## PROBLEMS
A: In the news article below about deepwater oil export facilities, how many climate activist organizations were in the coalition that wrote to Biden?
B: Resume the news article below about activists targeting deepwater oil export hubs, starting after its final sentence.

## EXTRACT TO READ
+++

From the Daily Caller News Foundation

By NICK POPE

 

Months after President Joe Biden handed environmentalists a major win by pausing new liquefied natural gas (LNG) export terminals, activist groups are beginning to turn their attention to deepwater oil export hubs.

A coalition of 19 climate activist organizations — including the Sierra Club, Earthjustice and the Sunrise Movement’s New Orleans chapter — wrote a Thursday letter to Biden, Transportation Secretary Pete Buttigieg and Maritime Administration Administrator Adm. Ann Phillips urging the administration to halt approvals of proposed deepwater crude oil export facilities. The letter signals that the environmental lobby is turning its attention to a new target after the White House opted to pause new LNG export hub approvals in January following a considerable activist campaign.

+++

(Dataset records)

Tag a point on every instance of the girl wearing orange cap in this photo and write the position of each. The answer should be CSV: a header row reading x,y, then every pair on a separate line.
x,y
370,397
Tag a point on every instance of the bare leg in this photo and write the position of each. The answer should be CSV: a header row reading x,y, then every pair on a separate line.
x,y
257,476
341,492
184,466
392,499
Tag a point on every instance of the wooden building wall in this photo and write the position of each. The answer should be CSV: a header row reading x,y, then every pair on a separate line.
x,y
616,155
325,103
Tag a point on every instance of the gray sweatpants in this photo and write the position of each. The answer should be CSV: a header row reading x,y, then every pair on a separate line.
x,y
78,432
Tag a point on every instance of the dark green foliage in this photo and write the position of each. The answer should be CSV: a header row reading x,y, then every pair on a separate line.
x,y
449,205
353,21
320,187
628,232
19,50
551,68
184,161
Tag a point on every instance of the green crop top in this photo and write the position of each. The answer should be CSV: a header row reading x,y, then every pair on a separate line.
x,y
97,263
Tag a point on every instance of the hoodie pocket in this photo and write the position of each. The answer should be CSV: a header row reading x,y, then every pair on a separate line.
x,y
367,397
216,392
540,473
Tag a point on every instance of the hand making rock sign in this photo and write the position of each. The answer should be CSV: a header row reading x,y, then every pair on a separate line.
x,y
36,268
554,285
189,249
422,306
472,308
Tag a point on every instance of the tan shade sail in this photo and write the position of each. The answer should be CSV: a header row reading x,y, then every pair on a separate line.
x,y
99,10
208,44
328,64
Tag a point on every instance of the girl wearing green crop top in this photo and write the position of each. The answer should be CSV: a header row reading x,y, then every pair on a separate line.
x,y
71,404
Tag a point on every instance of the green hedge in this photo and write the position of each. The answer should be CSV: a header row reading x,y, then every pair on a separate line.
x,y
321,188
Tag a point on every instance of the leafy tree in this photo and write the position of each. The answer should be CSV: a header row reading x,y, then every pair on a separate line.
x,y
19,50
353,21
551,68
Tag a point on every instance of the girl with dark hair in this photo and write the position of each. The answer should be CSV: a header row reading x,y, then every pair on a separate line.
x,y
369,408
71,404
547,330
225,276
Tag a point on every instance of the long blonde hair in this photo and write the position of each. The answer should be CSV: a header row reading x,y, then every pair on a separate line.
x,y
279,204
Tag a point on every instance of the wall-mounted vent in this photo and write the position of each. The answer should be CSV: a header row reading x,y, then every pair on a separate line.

+++

## TASK-BY-TASK RESULTS
A: Nineteen.

B:
“The undersigned urge the White House and Department of Transportation (DOT) to halt and reevaluate its licensing review of proposed deepwater crude oil export facilities to update and ensure the validity of the agency’s “national interest” determinations and related Deepwater Port Act (DWPA) project review,” the activist groups wrote. “The licensing of massive deepwater crude oil exports leads to disastrous climate-disrupting pollution and environmental injustices and would lock in decades of fossil fuel dependence that undercut the pathway to a clean energy economy.”

Oil Export Terminals Letter by Nick Pope on Scribd

“At minimum, we ask the Administration to update its outdated analysis under the DWPA and National Environmental Policy Act (NEPA) to address the harms generated by expansive oil exports on the climate, as well as consequences for environmental justice communities along the Gulf Coast, and for the national interest in energy sufficiency,” they continued.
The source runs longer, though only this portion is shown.